**EXTRACTED TEXT:**
=-=-=-=-=

Introduce each sound separately. Show the letter, then say the name, then say the sound. “This is the letter a. The sound we make for this letter is /a/ like the first sound you hear in apple.” The reader should trace the letter while saying the sound, at least two or three times.
Next have the reader close his eyes and picture the lower case version of this letter written on a big whiteboard (or choose a favorite colored board). Mentally visualize the letter written in red ink, then yellow ink, then purple ink. This might be difficult at first but becomes easier with practice.
Now have the reader air trace the lower case letter with big arm motions using the pointer finger. (Eyes are still closed.) Use whole arm while air writing (shoulder should be moving not just wrist). Say the sound out loud while air writing the sound.
Next use the sand tray or sand paper and have the reader write the lower case letter while saying the sound. Use the index finger for this “writing”. The sand tray is best in the beginning because the reader can see and feel the letter he is forming. Remember multi-sensory means using more than one sense to get information to the brain.
Finally, have the reader write this letter in the “Sounds” section of his binder. Some readers will also need a picture clue for the sound. The reader can cut out a couple of pictures that begin with this sound and glue the pictures by the letter in the binder. The reader can also choose to begin a sound book for extra practice if remembering the sounds is difficult. The sound book can be made with index cards with a hole for a metal ring to slide through and keep the book together. The front of each card can have the letter and the back of the card can have the picture clue to the sound. The sound book is more portable than the binder and can be taken with anywhere for a few minutes of extra practice.
Now introduce the next letter. Follow the same procedure with each letter. Each reader is different. You might get to all five sounds in one lesson or you might only do one or two. Adjust your speed according to the needs of the reader
When all the sounds are introduced, write each letter on a post it note and place it on the top portion of the file folder. (The vowel should always be a separate color from the consonants, and all the vowels should be the same color.) Point to each letter and say the sound. Then have the reader say the sound. Next, point to each letter and have the reader say the sound by himself. If the reader has trouble with any sound, continue to visualize, air write, and trace in sand. You can also choose more multi-sensory activities from the Introduction section if needed (such as trace on back, trace on palm, etc.)

=-=-=-=-=

**EXERCISE A:** Render the listing as a JSON list of strings, one string per line, starting at its first line and ending at the line that contains "[26,133,104,207]", with blank lines left out. Leave the pictures out of the answer.

**Extracted data entries:**

=-=-=-=-=

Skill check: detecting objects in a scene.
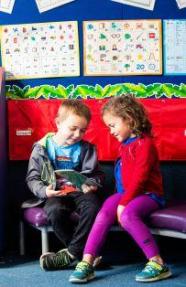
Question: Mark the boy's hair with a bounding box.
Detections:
[56,99,91,123]
[102,94,152,136]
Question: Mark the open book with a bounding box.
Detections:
[55,169,101,194]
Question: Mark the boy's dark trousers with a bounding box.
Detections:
[44,191,102,259]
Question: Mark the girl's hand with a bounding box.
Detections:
[117,205,125,224]
[46,185,62,198]
[81,184,98,193]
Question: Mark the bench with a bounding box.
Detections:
[19,164,186,255]
[20,202,186,255]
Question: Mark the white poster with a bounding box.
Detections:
[111,0,156,10]
[176,0,186,9]
[83,19,162,76]
[0,21,80,80]
[35,0,74,13]
[163,19,186,75]
[0,0,15,14]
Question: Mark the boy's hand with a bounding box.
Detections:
[81,184,98,193]
[46,185,63,198]
[117,205,125,224]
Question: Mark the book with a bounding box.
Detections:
[55,169,101,194]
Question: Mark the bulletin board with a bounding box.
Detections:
[163,19,186,75]
[83,20,162,76]
[0,21,80,80]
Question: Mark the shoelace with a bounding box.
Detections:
[47,252,69,267]
[76,262,90,272]
[144,262,160,275]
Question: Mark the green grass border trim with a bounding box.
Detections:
[6,83,186,100]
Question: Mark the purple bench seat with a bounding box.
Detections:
[20,202,186,255]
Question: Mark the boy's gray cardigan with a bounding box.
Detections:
[26,133,104,207]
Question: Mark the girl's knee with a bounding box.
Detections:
[121,210,136,230]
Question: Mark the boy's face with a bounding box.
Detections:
[56,113,88,146]
[103,113,133,142]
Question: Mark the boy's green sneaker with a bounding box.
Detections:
[69,261,95,283]
[136,261,172,282]
[40,249,75,270]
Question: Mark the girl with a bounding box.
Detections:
[69,95,171,283]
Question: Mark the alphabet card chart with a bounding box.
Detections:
[0,21,80,80]
[0,0,15,14]
[163,19,186,75]
[83,20,162,76]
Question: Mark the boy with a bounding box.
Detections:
[26,100,104,270]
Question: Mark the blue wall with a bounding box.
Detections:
[0,0,186,86]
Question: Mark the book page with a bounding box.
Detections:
[111,0,156,10]
[36,0,74,13]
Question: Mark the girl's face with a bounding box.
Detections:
[56,113,88,146]
[103,113,135,142]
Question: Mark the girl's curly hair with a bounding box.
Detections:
[102,94,152,136]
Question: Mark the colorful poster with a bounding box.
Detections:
[0,0,15,14]
[84,20,162,76]
[35,0,74,13]
[111,0,156,10]
[163,19,186,75]
[176,0,186,9]
[0,21,80,80]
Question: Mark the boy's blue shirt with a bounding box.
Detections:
[46,137,81,169]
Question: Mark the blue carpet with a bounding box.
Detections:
[0,259,186,287]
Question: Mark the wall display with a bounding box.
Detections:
[176,0,186,9]
[163,19,186,75]
[6,83,186,100]
[111,0,156,10]
[84,20,162,76]
[0,21,80,80]
[35,0,74,13]
[0,0,15,14]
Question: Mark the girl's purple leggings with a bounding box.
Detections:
[84,193,159,259]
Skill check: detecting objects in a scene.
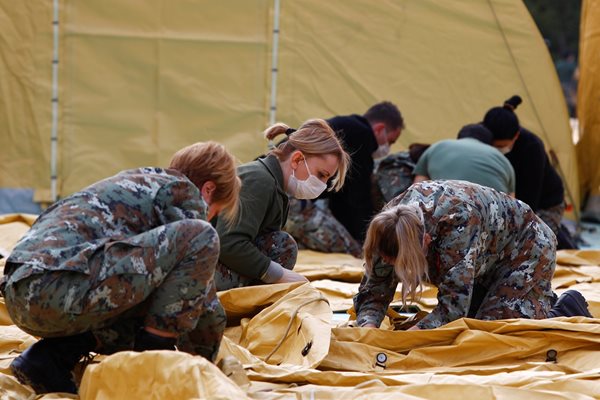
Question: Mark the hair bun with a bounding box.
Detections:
[504,94,523,110]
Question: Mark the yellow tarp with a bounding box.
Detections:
[0,216,600,400]
[0,0,578,212]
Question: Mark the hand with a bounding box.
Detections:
[275,268,308,283]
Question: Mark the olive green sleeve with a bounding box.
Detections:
[216,171,277,279]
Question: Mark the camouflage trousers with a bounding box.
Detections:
[535,201,565,236]
[215,231,298,291]
[285,198,362,258]
[468,222,556,320]
[5,219,226,360]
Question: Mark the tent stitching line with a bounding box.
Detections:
[264,295,329,362]
[488,0,579,221]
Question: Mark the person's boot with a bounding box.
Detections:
[133,329,177,351]
[10,332,96,394]
[548,290,593,318]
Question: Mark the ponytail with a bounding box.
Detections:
[363,204,429,305]
[264,119,350,191]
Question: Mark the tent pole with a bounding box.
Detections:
[50,0,59,202]
[269,0,281,148]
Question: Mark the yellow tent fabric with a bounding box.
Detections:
[0,216,600,400]
[577,0,600,209]
[0,0,578,212]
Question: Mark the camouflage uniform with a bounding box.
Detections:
[372,151,415,210]
[2,168,225,359]
[354,181,556,329]
[285,198,362,257]
[215,231,298,291]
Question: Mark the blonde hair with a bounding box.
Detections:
[264,119,350,192]
[169,142,242,222]
[364,204,429,305]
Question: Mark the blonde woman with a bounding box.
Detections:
[354,180,591,329]
[215,119,349,290]
[0,142,240,394]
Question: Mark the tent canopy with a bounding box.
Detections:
[0,0,578,212]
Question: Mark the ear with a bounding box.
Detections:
[200,181,217,205]
[371,122,387,144]
[513,130,521,144]
[290,150,304,170]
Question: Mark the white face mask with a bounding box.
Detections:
[371,143,390,159]
[496,146,512,154]
[287,158,327,200]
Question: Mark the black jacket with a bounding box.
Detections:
[506,127,564,211]
[327,114,377,242]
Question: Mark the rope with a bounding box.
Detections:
[265,295,329,362]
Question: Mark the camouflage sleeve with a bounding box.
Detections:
[154,180,207,225]
[354,261,398,326]
[417,209,482,329]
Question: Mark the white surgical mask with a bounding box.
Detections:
[496,146,512,154]
[371,143,390,159]
[287,158,327,200]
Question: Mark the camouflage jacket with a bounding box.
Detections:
[354,181,552,328]
[7,168,207,279]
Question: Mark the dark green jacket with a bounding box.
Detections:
[216,156,288,279]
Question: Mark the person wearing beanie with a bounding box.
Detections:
[483,96,565,245]
[414,124,515,196]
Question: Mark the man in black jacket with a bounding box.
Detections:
[327,101,404,243]
[483,96,566,248]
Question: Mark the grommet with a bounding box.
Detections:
[302,340,312,357]
[375,353,387,369]
[546,349,558,362]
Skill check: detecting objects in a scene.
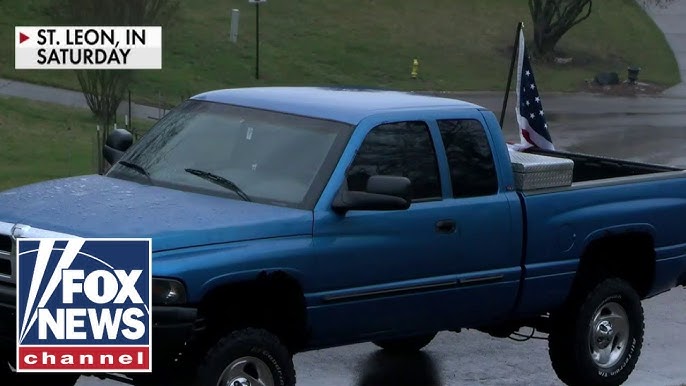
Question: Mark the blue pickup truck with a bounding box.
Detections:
[0,87,686,386]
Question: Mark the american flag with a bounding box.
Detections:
[516,27,555,150]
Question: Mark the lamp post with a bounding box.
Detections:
[248,0,267,79]
[627,66,641,84]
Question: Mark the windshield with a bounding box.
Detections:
[107,100,352,209]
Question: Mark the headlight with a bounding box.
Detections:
[152,278,186,306]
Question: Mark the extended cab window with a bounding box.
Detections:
[438,119,498,197]
[347,122,441,200]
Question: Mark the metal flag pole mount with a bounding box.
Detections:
[500,21,524,130]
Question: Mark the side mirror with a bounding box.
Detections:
[332,176,412,213]
[102,129,133,165]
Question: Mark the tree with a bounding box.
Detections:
[48,0,179,170]
[529,0,593,57]
[528,0,674,58]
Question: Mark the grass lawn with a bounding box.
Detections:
[0,97,149,191]
[0,0,679,104]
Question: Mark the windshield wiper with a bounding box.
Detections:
[117,161,152,183]
[184,169,252,201]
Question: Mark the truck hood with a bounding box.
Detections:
[0,175,312,251]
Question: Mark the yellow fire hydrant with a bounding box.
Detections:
[410,58,419,79]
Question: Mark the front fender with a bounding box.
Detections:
[153,236,316,304]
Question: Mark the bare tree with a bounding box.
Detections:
[48,0,179,169]
[529,0,593,57]
[528,0,674,58]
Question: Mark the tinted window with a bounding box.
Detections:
[438,120,498,197]
[348,122,441,200]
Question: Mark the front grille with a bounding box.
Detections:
[0,235,13,252]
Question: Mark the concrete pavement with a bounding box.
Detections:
[0,78,164,119]
[646,0,686,97]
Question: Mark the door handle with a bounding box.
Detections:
[436,220,457,233]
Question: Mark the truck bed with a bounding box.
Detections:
[525,149,684,182]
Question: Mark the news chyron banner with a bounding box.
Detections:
[14,27,162,70]
[16,238,152,373]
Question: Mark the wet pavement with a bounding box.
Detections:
[646,0,686,97]
[68,93,686,386]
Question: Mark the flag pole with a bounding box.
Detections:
[500,21,524,130]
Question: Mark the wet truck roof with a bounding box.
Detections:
[192,87,482,125]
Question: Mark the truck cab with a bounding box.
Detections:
[0,87,686,385]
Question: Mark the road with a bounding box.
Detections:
[70,93,686,386]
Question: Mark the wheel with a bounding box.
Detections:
[372,333,436,353]
[548,279,645,386]
[0,359,79,386]
[196,328,295,386]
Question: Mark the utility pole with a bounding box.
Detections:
[248,0,267,79]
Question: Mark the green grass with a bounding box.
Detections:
[0,0,679,104]
[0,97,149,191]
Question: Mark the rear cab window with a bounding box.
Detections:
[346,121,442,202]
[436,119,498,198]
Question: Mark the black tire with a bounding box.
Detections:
[548,278,645,386]
[0,359,79,386]
[372,333,436,353]
[195,328,295,386]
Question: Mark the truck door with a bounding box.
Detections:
[310,121,518,340]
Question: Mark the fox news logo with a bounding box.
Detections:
[17,238,152,372]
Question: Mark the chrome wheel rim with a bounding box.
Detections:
[217,357,274,386]
[589,302,630,369]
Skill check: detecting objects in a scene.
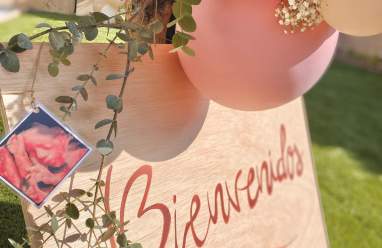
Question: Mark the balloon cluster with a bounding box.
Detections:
[96,0,382,110]
[179,0,382,110]
[179,0,338,110]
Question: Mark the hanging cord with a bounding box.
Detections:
[30,42,44,110]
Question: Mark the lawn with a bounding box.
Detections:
[0,12,382,248]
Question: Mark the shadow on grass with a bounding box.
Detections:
[0,197,26,248]
[306,62,382,174]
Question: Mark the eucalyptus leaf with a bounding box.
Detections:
[69,189,86,198]
[49,31,65,51]
[138,42,149,55]
[94,119,113,129]
[172,1,192,18]
[85,27,98,41]
[36,22,52,29]
[65,203,80,220]
[0,49,20,72]
[91,12,110,23]
[117,233,127,247]
[78,16,98,41]
[56,96,74,103]
[172,32,189,47]
[85,218,94,229]
[65,22,82,39]
[89,75,97,86]
[116,32,131,41]
[182,0,202,5]
[149,20,164,34]
[100,228,115,242]
[64,233,81,243]
[128,40,138,60]
[8,33,33,53]
[96,139,114,156]
[17,34,33,50]
[128,243,143,248]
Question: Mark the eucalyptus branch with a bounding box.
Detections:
[0,0,200,248]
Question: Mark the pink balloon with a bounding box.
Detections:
[179,0,338,110]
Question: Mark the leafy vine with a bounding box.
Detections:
[0,0,201,248]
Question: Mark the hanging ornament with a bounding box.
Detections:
[178,0,338,110]
[321,0,382,36]
[275,0,322,34]
[0,44,91,207]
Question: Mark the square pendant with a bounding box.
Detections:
[0,104,92,207]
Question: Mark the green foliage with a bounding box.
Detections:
[0,0,200,248]
[167,0,201,56]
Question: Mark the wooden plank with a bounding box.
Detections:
[0,44,328,248]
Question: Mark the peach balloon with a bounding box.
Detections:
[321,0,382,36]
[178,0,338,110]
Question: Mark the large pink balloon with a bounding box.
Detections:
[179,0,338,110]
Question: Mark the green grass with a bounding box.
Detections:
[0,14,382,248]
[306,63,382,248]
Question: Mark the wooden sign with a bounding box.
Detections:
[0,44,328,248]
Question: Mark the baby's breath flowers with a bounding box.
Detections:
[275,0,322,34]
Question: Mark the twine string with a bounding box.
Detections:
[30,43,44,110]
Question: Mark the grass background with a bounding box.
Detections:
[0,14,382,248]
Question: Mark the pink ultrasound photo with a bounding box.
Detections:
[0,105,91,207]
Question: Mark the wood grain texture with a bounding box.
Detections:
[0,44,328,248]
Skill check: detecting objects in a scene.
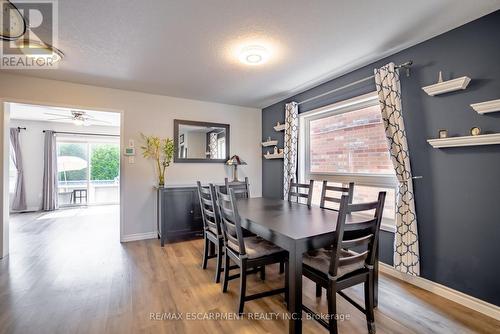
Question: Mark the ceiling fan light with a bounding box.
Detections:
[73,118,85,126]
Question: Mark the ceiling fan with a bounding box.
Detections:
[45,110,111,126]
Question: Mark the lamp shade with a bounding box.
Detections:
[226,155,247,166]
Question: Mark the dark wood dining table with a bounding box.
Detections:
[237,198,376,334]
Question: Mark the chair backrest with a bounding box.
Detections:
[319,181,354,211]
[217,188,246,255]
[196,181,222,237]
[329,192,386,276]
[224,177,250,198]
[288,179,314,205]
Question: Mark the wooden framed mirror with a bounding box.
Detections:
[174,119,230,163]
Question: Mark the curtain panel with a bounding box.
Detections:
[283,102,299,198]
[42,130,58,211]
[10,128,27,211]
[375,63,420,276]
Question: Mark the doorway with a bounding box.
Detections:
[2,102,122,255]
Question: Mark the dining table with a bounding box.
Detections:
[236,197,378,334]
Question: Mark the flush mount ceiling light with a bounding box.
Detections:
[0,0,27,41]
[239,45,270,65]
[16,39,64,63]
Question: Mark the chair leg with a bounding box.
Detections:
[201,236,210,269]
[365,271,376,334]
[215,240,223,283]
[238,260,247,315]
[286,261,290,308]
[327,282,338,334]
[222,250,231,292]
[316,283,322,297]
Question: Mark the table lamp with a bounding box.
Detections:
[226,155,247,182]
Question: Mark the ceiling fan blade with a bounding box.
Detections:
[43,112,73,118]
[47,117,72,122]
[88,118,111,124]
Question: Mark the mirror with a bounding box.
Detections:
[174,119,229,163]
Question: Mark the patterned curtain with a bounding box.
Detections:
[283,102,299,198]
[208,132,218,159]
[375,63,420,276]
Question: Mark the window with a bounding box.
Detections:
[299,94,397,230]
[57,135,120,206]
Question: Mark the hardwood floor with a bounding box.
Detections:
[0,206,500,334]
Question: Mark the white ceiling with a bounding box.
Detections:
[9,103,120,127]
[3,0,500,107]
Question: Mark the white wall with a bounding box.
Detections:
[10,118,120,211]
[0,73,262,243]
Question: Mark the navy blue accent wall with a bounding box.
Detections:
[262,11,500,305]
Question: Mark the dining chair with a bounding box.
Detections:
[302,192,386,334]
[319,181,354,211]
[197,181,224,283]
[224,177,250,198]
[288,179,314,206]
[217,188,288,314]
[310,180,354,297]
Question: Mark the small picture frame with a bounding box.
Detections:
[438,129,448,139]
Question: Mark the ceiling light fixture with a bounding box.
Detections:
[0,0,27,41]
[16,39,64,63]
[239,45,270,65]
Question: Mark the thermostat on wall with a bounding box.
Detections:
[123,147,135,157]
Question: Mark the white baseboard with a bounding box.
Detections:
[379,263,500,321]
[120,232,158,242]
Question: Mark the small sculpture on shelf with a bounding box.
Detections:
[439,129,448,139]
[470,126,481,136]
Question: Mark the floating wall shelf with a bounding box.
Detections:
[470,99,500,114]
[274,124,285,131]
[427,133,500,148]
[264,153,283,159]
[262,140,278,147]
[422,77,470,96]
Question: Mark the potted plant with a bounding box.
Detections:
[141,133,174,187]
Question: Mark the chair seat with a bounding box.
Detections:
[229,236,285,259]
[208,225,217,238]
[303,249,365,277]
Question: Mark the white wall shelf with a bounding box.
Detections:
[422,77,471,96]
[470,99,500,115]
[274,124,285,131]
[262,140,278,147]
[264,153,283,159]
[427,133,500,148]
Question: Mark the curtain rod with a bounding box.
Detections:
[42,130,120,137]
[297,60,413,106]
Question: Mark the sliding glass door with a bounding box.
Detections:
[57,135,120,206]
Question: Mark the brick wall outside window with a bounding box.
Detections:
[309,105,395,220]
[309,106,394,174]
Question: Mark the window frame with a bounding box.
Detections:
[298,92,398,232]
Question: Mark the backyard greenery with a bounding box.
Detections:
[58,143,120,181]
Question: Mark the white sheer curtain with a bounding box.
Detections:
[283,102,299,199]
[42,130,58,211]
[375,63,420,276]
[10,128,26,211]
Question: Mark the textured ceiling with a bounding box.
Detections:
[3,0,500,107]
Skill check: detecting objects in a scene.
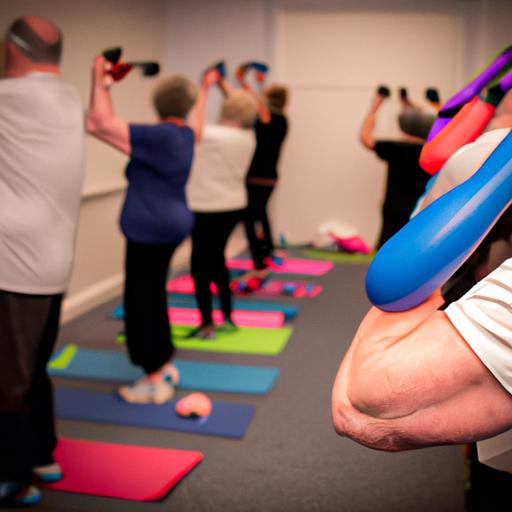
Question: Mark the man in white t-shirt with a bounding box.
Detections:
[0,16,83,504]
[332,92,512,476]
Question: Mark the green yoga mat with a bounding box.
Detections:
[116,325,292,356]
[302,249,374,263]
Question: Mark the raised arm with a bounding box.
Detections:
[359,86,389,149]
[235,63,270,124]
[86,56,131,155]
[332,295,512,451]
[190,68,221,143]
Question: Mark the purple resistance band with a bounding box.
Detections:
[439,46,512,117]
[427,46,512,142]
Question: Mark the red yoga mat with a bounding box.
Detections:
[227,258,334,276]
[167,275,322,298]
[168,307,284,328]
[44,438,203,501]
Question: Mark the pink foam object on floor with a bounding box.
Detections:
[44,438,203,501]
[167,275,323,298]
[335,236,371,254]
[168,306,284,328]
[176,392,213,418]
[227,258,334,276]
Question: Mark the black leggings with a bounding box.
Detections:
[191,210,242,325]
[0,291,62,484]
[124,240,177,373]
[244,183,274,269]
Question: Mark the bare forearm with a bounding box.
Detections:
[359,95,384,149]
[86,58,131,154]
[332,302,512,451]
[190,85,208,142]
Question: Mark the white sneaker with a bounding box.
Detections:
[118,372,174,404]
[164,363,180,386]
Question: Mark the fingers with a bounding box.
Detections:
[93,55,114,89]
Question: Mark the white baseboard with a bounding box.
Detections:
[61,273,124,323]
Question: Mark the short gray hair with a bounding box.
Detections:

=-=-=-=-=

**EXERCISE B:** Condense the paragraph in the text on teaching letter sounds that begins "Next use the sand tray" into a short bulleted list that keeps its main facts.

**EXERCISE SOLUTION A:**
[
  "Skill check: detecting objects in a scene.",
  "Question: Mark the boy's hair with a bounding box.",
  "Detections:",
  "[56,99,91,123]",
  "[102,94,152,136]",
  "Question: Mark the open book with a bounding box.",
  "Detections:",
  "[55,169,101,194]",
  "Question: Mark the boy's dark trousers with a bounding box.",
  "Detections:",
  "[44,191,102,259]",
  "Question: Mark the girl's hand with a bounding box.",
  "Detections:",
  "[117,205,125,224]",
  "[46,185,62,198]",
  "[81,184,98,193]",
  "Question: Mark the bench with a bounding box.",
  "Detections:",
  "[19,164,186,255]",
  "[20,202,186,255]",
  "Question: Mark the white poster with a bounding box.",
  "Detections:",
  "[111,0,156,10]",
  "[176,0,186,9]",
  "[83,19,162,76]",
  "[0,21,80,80]",
  "[35,0,74,13]",
  "[163,19,186,75]",
  "[0,0,15,14]",
  "Question: Mark the boy's hand with a bounding box.",
  "Detections:",
  "[81,184,98,193]",
  "[46,185,63,198]",
  "[117,205,125,224]",
  "Question: Mark the book with a bounding box.",
  "Detections:",
  "[55,169,101,194]",
  "Question: Mark the bulletin board with a bounding box.",
  "Detections:",
  "[163,19,186,75]",
  "[83,20,162,76]",
  "[0,21,80,80]",
  "Question: Mark the shoelace with a bounding box.",
  "Detections:",
  "[47,252,69,267]",
  "[76,262,90,272]",
  "[144,262,160,275]",
  "Question: Mark the green grass border trim with a bounding box.",
  "Detections:",
  "[6,83,186,100]",
  "Question: Mark the purple bench seat with a bounding box.",
  "Detections:",
  "[20,202,186,255]",
  "Question: Mark the boy's gray cardigan with a bounding box.",
  "Detections:",
  "[26,133,104,207]"
]

**EXERCISE SOLUTION B:**
- With the index finger, the reader writes the lower case letter in a sand tray or on sand paper while saying the sound.
- The sand tray works best at first, because the reader can see and feel the letter being formed.
- Multi-sensory means using more than one sense to get information to the brain.